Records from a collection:

--- start ---

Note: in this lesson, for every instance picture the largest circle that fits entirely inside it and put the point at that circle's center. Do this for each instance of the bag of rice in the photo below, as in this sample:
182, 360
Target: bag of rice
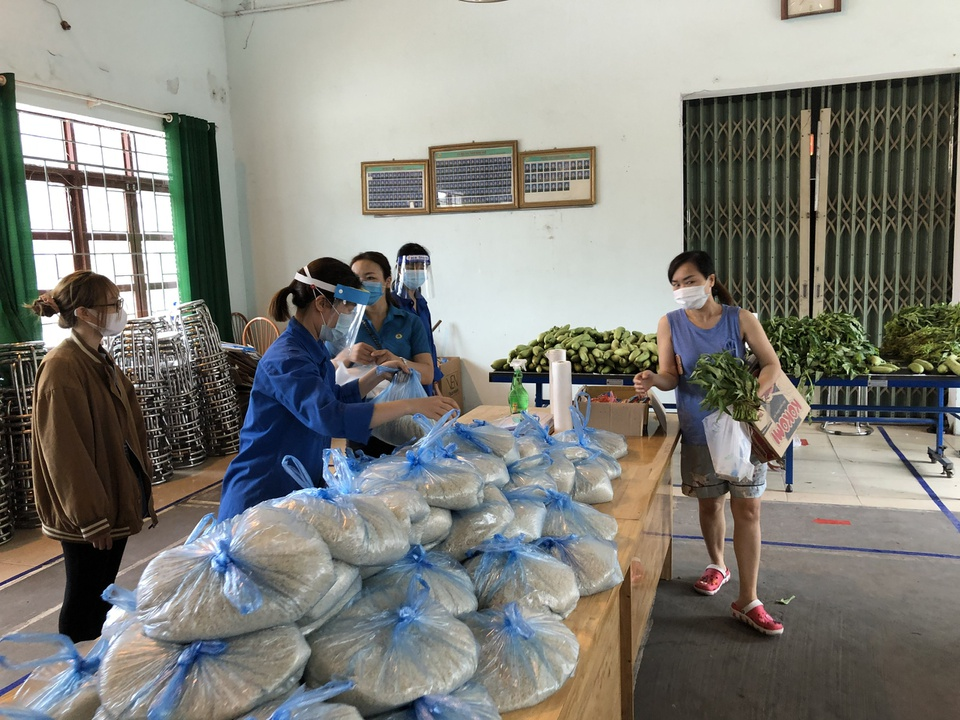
471, 702
262, 568
449, 583
525, 656
346, 586
358, 530
506, 570
529, 512
305, 704
472, 527
594, 561
566, 516
396, 655
62, 686
142, 678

--- end ---

TASK BRIEF:
Please copy out the material above line for line, leaving out the pictures.

EXERCISE ANSWER:
Note: in this lesson, for every instance picture the largest circle that fits entirely inside it and put the point at that circle's center. Do this for each instance of the bag of rice in the photo below, as in this sample:
182, 360
Target: bag of rice
471, 702
262, 568
449, 583
525, 656
346, 586
358, 530
506, 570
529, 512
305, 704
472, 527
594, 561
566, 516
396, 655
62, 686
142, 678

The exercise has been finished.